RECORDS SHOWN:
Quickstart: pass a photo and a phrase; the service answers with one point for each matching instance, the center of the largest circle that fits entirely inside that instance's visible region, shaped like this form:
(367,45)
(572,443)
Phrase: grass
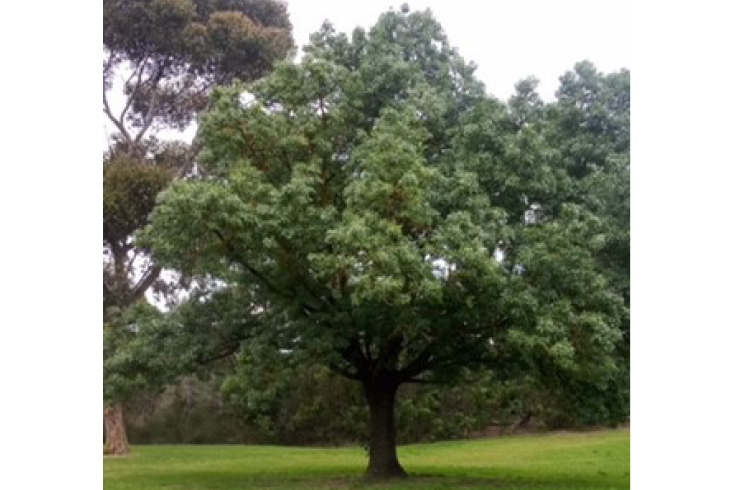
(583,461)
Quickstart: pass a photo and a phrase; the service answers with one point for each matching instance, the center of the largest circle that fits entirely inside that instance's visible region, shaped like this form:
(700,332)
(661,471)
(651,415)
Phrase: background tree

DIRECTIONS:
Apart from the pictures, restate all of the listing above exactly.

ANSWER TO THE EXERCISE:
Quickstart: pass a photo and a phrase; the service answers with one point for each matching instance, the center of the largest circle that fits entirely inside that instance's visible region, shaped like this form:
(367,45)
(572,443)
Phrase: grass
(583,461)
Quickstart: pass a photo and a phrase; the service answers with one point for each matching instance, the center of the largest circle that fits entirely inside that instance's visible region, shaped like this form:
(700,332)
(661,471)
(651,415)
Phrase: background tree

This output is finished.